• **PROBLEM**
Copy out all of the material exactly.

>> Start RECORDS PROVIDED

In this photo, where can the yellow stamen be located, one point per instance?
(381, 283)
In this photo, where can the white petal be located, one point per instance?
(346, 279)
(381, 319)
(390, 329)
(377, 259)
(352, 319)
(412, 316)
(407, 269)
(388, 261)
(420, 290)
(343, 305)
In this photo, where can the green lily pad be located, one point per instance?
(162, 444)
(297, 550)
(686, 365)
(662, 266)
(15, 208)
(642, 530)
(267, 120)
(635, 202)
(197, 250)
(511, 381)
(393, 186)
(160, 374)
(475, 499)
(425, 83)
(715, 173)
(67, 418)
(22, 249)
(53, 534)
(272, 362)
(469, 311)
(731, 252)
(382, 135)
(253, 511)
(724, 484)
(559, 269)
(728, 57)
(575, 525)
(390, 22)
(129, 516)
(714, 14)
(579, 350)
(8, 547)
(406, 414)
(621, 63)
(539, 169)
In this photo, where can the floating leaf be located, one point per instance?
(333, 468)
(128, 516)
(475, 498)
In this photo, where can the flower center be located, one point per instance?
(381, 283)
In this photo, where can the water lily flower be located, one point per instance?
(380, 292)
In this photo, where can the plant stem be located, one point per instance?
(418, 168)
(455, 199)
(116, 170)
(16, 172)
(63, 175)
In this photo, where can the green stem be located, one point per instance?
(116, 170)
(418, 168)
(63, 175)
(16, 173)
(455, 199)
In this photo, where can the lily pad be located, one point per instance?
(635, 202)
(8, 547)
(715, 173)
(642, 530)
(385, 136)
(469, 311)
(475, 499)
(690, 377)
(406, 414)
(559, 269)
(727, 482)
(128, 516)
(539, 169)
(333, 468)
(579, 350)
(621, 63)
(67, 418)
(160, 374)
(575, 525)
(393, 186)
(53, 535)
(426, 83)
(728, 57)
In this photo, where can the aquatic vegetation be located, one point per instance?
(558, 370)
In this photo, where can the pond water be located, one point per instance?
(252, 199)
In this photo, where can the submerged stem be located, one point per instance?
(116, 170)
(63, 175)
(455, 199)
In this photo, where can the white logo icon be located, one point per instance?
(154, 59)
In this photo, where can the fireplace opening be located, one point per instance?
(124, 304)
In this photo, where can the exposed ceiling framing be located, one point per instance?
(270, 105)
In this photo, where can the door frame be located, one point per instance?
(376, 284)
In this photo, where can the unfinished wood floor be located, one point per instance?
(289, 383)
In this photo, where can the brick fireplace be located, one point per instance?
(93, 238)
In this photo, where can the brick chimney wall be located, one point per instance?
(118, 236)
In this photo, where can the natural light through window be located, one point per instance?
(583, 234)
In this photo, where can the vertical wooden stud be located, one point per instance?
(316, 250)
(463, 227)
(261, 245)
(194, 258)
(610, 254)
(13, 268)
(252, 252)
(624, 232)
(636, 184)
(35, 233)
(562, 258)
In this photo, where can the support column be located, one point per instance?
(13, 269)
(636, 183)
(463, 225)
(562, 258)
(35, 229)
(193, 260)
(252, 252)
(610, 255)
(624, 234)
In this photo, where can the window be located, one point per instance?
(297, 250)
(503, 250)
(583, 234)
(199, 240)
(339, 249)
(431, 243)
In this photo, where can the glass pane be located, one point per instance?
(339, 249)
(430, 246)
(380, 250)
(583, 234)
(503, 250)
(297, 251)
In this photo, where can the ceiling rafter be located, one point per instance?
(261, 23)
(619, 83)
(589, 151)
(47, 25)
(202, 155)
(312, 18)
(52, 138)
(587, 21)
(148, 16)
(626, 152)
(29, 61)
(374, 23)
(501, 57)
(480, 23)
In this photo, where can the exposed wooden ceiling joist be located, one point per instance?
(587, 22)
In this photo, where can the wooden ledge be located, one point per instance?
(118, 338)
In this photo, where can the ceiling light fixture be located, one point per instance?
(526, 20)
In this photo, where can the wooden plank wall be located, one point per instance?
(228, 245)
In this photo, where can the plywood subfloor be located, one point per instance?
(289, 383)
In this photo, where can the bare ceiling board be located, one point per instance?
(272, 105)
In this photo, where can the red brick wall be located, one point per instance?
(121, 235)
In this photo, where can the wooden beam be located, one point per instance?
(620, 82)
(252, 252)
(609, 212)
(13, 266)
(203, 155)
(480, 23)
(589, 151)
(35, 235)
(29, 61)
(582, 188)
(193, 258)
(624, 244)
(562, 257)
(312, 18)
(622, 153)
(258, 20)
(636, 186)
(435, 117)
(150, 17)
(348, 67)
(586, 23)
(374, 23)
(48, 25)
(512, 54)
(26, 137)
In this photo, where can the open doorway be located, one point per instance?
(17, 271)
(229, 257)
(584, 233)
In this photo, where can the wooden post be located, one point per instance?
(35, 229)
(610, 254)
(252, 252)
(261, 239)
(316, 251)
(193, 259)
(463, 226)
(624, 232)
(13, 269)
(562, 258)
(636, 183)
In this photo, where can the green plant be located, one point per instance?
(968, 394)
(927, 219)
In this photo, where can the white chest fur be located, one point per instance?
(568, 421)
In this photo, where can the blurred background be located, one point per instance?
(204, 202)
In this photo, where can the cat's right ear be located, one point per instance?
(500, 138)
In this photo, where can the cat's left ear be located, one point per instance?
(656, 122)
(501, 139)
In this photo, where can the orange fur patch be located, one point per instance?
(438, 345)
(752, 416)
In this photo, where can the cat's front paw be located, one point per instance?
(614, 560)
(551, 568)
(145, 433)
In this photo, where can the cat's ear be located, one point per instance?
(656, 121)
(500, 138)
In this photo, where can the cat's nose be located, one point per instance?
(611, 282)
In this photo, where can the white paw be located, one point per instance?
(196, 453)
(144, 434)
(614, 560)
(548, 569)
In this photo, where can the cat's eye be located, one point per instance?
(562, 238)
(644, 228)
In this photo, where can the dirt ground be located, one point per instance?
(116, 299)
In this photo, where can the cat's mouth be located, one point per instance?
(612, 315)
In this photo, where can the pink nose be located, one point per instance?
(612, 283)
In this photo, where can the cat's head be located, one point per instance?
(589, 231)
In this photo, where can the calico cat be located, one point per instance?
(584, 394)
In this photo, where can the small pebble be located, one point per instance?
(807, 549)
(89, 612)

>> End RECORDS PROVIDED

• **RESULT OF THIS EXERCISE**
In this photo, where can the yellow stamen be located, one point per instance?
(381, 283)
In this photo, where can the white petal be located, one point per instance?
(346, 279)
(381, 319)
(390, 329)
(377, 259)
(352, 319)
(412, 316)
(407, 269)
(388, 261)
(420, 290)
(343, 305)
In this photo, where can the green lily pad be located, one point per instance?
(162, 444)
(297, 550)
(686, 365)
(662, 266)
(15, 208)
(642, 530)
(267, 120)
(635, 202)
(197, 250)
(511, 381)
(393, 186)
(160, 374)
(475, 499)
(425, 83)
(715, 173)
(67, 418)
(22, 249)
(53, 534)
(272, 362)
(469, 311)
(731, 252)
(382, 135)
(253, 511)
(724, 484)
(559, 269)
(728, 57)
(575, 525)
(390, 22)
(129, 516)
(714, 14)
(579, 350)
(8, 547)
(406, 414)
(621, 63)
(539, 169)
In this photo, where can the floating leaf be located, one point per instance?
(333, 468)
(128, 516)
(475, 498)
In this photo, where can the flower center be located, one point per instance?
(381, 283)
In this photo, where can the water lily flower be located, one point per instance?
(380, 292)
In this photo, where can the plant stem be located, one point per instance?
(418, 168)
(455, 199)
(116, 170)
(16, 172)
(63, 175)
In this photo, where can the green stem be located, one point per instance?
(116, 170)
(418, 168)
(63, 175)
(16, 173)
(455, 199)
In this photo, where can the lily pad be located, one point per instance?
(635, 202)
(8, 547)
(715, 173)
(642, 530)
(385, 136)
(469, 311)
(475, 499)
(690, 377)
(406, 414)
(559, 269)
(727, 482)
(128, 516)
(539, 169)
(333, 468)
(579, 350)
(621, 63)
(67, 418)
(160, 374)
(575, 525)
(393, 186)
(53, 535)
(426, 83)
(728, 57)
In this photo, where can the aquatic vegetation be located, one point per instance?
(558, 370)
In this photo, where can the pond water be located, one point per instance?
(252, 199)
In this photo, where can the submerged stem be located, one point per instance?
(116, 170)
(63, 175)
(455, 199)
In this photo, where can the white logo icon be located, one point per instance?
(154, 59)
In this photo, where can the fireplace opening be located, one point per instance?
(124, 304)
In this photo, where can the exposed ceiling framing be located, one point per instance?
(270, 105)
In this photo, where can the door frame be located, one point per instance?
(376, 284)
In this photo, where can the unfinished wood floor be located, one point per instance?
(289, 383)
In this photo, where can the brick fireplace be located, one point per instance?
(93, 238)
In this photo, where can the brick chimney wall be located, one point per instance?
(118, 236)
In this photo, where can the natural light through window be located, one point per instance?
(583, 234)
In this photo, where can the vertical wooden stud be located, one point per instance?
(316, 250)
(463, 227)
(261, 245)
(194, 258)
(610, 254)
(13, 268)
(252, 252)
(624, 232)
(636, 184)
(35, 233)
(562, 258)
In this photo, where can the support column be located, one point per instance?
(13, 269)
(636, 183)
(463, 225)
(562, 258)
(35, 229)
(193, 260)
(252, 252)
(610, 255)
(624, 234)
In this photo, where can the window be located, one point per instance?
(297, 250)
(503, 250)
(583, 234)
(199, 240)
(339, 249)
(431, 243)
In this photo, where can the glass pane be located, one point per instance?
(339, 249)
(430, 246)
(380, 250)
(583, 234)
(503, 250)
(297, 251)
In this photo, where can the ceiling rafter be located, one point per instance?
(261, 23)
(619, 83)
(589, 151)
(47, 25)
(202, 155)
(312, 18)
(52, 138)
(587, 21)
(148, 16)
(626, 152)
(29, 61)
(374, 23)
(501, 57)
(480, 23)
In this photo, where can the exposed wooden ceiling joist be located, one point per instance?
(587, 22)
In this photo, where can the wooden ledge be located, one point per instance?
(118, 338)
In this photo, where can the ceiling light fixture be located, one point per instance?
(526, 20)
In this photo, where can the wooden plank wall be located, one point per instance?
(228, 245)
In this photo, where can the plywood subfloor be located, one point per instance?
(289, 383)
In this photo, where can the bare ceiling board be located, one point per instance?
(272, 105)
In this photo, where can the red brick wall be located, one point per instance?
(121, 235)
In this photo, where can the wooden beam be located, one point per instance?
(620, 82)
(252, 252)
(609, 212)
(13, 266)
(203, 155)
(480, 23)
(589, 151)
(35, 235)
(29, 61)
(582, 188)
(193, 258)
(624, 244)
(562, 257)
(312, 18)
(622, 153)
(258, 20)
(636, 186)
(435, 117)
(150, 17)
(348, 67)
(586, 23)
(374, 23)
(48, 25)
(512, 54)
(26, 137)
In this photo, where can the open doorway be located, one point per instance?
(17, 271)
(229, 257)
(584, 233)
In this photo, where can the wooden post be located, one point per instance?
(35, 229)
(610, 254)
(252, 252)
(261, 239)
(316, 251)
(193, 259)
(463, 226)
(624, 232)
(13, 269)
(562, 258)
(636, 183)
In this photo, where can the green plant be located, one point per instance?
(968, 394)
(927, 219)
In this photo, where can the white chest fur be located, one point per instance?
(568, 421)
In this photo, where can the blurred background be located, one point per instance?
(204, 202)
In this photo, where can the cat's right ear be located, one point per instance?
(500, 138)
In this photo, where can the cat's left ear be located, one point per instance?
(656, 122)
(501, 139)
In this photo, where can the orange fur patch be located, one point per instance?
(438, 345)
(752, 416)
In this photo, where can the cat's front paw be located, one point per instance?
(614, 560)
(551, 568)
(145, 433)
In this photo, where can the cat's ear be located, one point per instance?
(656, 121)
(500, 138)
In this photo, where can the cat's nose be located, one point per instance?
(611, 282)
In this photo, where can the white paw be located, one point per instance?
(196, 453)
(144, 434)
(614, 560)
(548, 569)
In this photo, where can the cat's eye be located, one point per instance?
(562, 238)
(644, 228)
In this photo, where can the dirt ground be located, one point per instance?
(116, 299)
In this photo, where can the cat's mouth be located, one point per instance?
(612, 315)
In this photo, where can the pink nose be located, one point per instance?
(612, 283)
In this photo, where can the cat's head be located, one point per instance?
(589, 231)
In this photo, where can the calico cat be located, one point per instance?
(584, 394)
In this photo, where can the small pebble be located, one point per instance?
(807, 549)
(89, 612)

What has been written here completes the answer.